▸ RECORDS PROVIDED
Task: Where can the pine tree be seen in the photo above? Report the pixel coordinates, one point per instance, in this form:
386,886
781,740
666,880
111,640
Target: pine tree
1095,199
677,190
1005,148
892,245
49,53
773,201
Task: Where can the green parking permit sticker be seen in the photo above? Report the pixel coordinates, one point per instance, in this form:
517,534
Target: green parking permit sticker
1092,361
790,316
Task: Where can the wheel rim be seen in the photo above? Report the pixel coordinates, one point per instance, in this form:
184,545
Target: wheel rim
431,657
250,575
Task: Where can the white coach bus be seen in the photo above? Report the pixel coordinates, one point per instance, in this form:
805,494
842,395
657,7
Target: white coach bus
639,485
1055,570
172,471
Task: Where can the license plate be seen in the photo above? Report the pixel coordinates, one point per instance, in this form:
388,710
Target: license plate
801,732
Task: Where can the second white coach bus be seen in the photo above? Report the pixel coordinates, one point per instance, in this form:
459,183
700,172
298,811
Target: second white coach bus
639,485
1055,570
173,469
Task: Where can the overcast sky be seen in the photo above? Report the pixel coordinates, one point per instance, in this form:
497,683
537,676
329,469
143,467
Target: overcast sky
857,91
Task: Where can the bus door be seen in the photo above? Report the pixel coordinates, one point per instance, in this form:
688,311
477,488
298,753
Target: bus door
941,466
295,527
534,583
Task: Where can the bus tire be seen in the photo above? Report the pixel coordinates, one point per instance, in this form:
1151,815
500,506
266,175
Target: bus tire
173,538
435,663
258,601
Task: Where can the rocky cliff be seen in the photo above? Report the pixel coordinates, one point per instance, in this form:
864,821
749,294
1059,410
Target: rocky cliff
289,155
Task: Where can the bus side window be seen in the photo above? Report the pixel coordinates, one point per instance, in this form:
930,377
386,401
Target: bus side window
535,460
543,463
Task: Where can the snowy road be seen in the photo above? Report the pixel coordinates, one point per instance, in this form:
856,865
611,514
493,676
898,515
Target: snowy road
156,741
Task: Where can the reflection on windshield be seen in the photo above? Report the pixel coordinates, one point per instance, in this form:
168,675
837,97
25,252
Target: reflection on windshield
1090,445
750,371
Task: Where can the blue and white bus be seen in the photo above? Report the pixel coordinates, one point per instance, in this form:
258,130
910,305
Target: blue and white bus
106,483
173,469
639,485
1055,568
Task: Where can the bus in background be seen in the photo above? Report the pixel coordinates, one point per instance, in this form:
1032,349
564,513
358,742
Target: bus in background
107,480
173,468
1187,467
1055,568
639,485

▸ EXERCISE AIM
Transcribe the records. Keep every word exactly as it stands.

▸ REPLY TO THE EXERCISE
Task: Where can the pine tree be seen in the photo above? Report the pixel coordinates, one point per instance, in this form:
386,886
781,740
666,880
111,640
Target: pine tree
1095,199
677,190
1005,148
892,245
49,53
773,201
Task: Where can the green parking permit sticker be seen in the photo above? Report the pixel coordinates, one point per instance, in this form:
517,534
Target: green parking permit sticker
1092,361
790,316
Task: Where can the wheel rim be seen in the photo above? Report the pixel coordinates, one point per instance, in this form:
184,545
Target: wheel rim
431,657
250,575
Task: Where can the white coach bus be seen in the photo above? Report the pixel coordinates, one point per instance, in this form:
805,494
842,395
657,7
Target: white coach bus
639,485
1055,570
172,471
Task: Where can the license plate be seen in the photo above? Report the pixel coordinates, one point per instance, in this form:
388,710
Target: license plate
801,732
Task: Where can the second white coach bus be seen in the photo above? Report the pixel coordinates, one point per instance, in this form:
459,183
700,172
298,811
Target: second white coach bus
639,485
1055,570
173,469
Task: Where can the overcast sky be seen in the photo above? Report the pixel coordinates, one point per instance, in this form:
497,683
537,676
329,469
143,467
Target: overcast sky
857,91
Task: Where can the bus door be seen in the photo above? Report the pixel coordinates, one point per instance, in this form:
688,311
477,488
298,753
Target: bus door
941,466
295,527
534,583
Task: Where can the bus tire be seen in the photo above? Report the pixel coordinates, one point per instance, in this form:
1151,815
500,506
266,175
Target: bus tire
173,538
435,663
258,601
Task: Where can the rocky cliff be seen in the photo above? Report the pixel coordinates, one point per instance, in this form:
864,821
749,294
1059,410
Target: rocky cliff
289,155
Task: Where can the bus side window be seen in the photo above? Report the pixel coordinates, one point per instance, in this form:
930,377
386,401
Target: bus side window
535,460
543,463
Task: Where can the snowy road be seen in the photo above? Report the pixel coordinates, one point per instance, in this form:
856,865
611,514
493,676
898,515
Target: snowy road
156,741
Task: Where can the reflection on windshield be seen in the photo above? Report the pixel coordinates, one point per instance, in this form:
168,675
837,97
25,252
Target: reflection on windshield
1090,445
750,371
Task: Where can the blue and white bus be seen in the photo above? Report the pixel coordinates, one point per instance, in this form:
258,130
910,305
Target: blue and white bus
106,483
173,469
639,485
1055,568
Task: Where can the bus in background be seen in the photo above? Report the pixel coordinates, one point per instance, in this form:
1032,349
564,513
358,742
Target: bus in background
107,480
173,468
1187,467
1055,568
639,485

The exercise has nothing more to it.